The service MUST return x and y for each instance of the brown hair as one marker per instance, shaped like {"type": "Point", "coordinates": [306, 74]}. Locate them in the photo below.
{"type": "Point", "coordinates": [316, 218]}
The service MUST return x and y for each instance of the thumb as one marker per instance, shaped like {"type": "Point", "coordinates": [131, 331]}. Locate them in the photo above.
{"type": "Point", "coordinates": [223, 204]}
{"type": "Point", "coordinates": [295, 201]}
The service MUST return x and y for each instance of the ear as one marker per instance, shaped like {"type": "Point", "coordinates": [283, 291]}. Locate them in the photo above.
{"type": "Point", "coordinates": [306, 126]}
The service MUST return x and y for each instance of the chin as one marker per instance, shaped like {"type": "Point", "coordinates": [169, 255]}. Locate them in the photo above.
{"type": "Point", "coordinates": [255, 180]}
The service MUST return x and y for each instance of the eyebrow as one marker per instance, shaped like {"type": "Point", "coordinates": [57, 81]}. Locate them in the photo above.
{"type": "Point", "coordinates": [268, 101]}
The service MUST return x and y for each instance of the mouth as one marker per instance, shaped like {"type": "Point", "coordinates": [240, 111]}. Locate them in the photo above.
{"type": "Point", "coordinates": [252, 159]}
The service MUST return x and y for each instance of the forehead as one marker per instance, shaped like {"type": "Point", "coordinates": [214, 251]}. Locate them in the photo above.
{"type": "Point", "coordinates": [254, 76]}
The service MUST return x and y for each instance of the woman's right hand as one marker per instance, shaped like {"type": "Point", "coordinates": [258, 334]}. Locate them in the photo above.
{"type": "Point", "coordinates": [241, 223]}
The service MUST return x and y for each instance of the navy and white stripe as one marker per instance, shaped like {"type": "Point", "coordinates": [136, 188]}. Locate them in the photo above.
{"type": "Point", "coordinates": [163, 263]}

• Work required:
The material above must be written out again in full, exactly.

• Result below:
The service MUST return x and y for each instance of the brown hair as one marker per instance, shaped like {"type": "Point", "coordinates": [306, 74]}. Locate them in the photo below.
{"type": "Point", "coordinates": [316, 218]}
The service MUST return x and y for each instance of the thumb as one marker per instance, shaped like {"type": "Point", "coordinates": [131, 331]}. Locate them in the photo above.
{"type": "Point", "coordinates": [223, 204]}
{"type": "Point", "coordinates": [295, 201]}
The service MUST return x and y for each instance of the ear as one marker per instance, shaped like {"type": "Point", "coordinates": [283, 291]}. Locate them in the photo above.
{"type": "Point", "coordinates": [306, 126]}
The service MUST return x and y for each instance of the chin as one marker per instance, shaped like {"type": "Point", "coordinates": [169, 255]}. Locate them in the photo above.
{"type": "Point", "coordinates": [255, 180]}
The service MUST return x and y for each instance of the eyebrow as one marker per instance, shaped like {"type": "Point", "coordinates": [57, 81]}. Locate them in the photo above.
{"type": "Point", "coordinates": [268, 101]}
The service MUST return x and y for each instance of the mouth as one marker per instance, shaped like {"type": "Point", "coordinates": [240, 111]}. Locate them in the photo above.
{"type": "Point", "coordinates": [252, 159]}
The service MUST return x and y for each instance of the forehead as one marker per instance, shaped like {"type": "Point", "coordinates": [214, 251]}. Locate them in the photo above.
{"type": "Point", "coordinates": [254, 76]}
The service MUST return x and y for each instance of the woman's right hand as one marker per instance, shaped like {"type": "Point", "coordinates": [258, 334]}. Locate them in the photo above.
{"type": "Point", "coordinates": [241, 223]}
The service MUST return x and y for each instance of the navy and white stripe as one marker per instance, shaped like {"type": "Point", "coordinates": [136, 188]}. Locate them in the photo above.
{"type": "Point", "coordinates": [163, 263]}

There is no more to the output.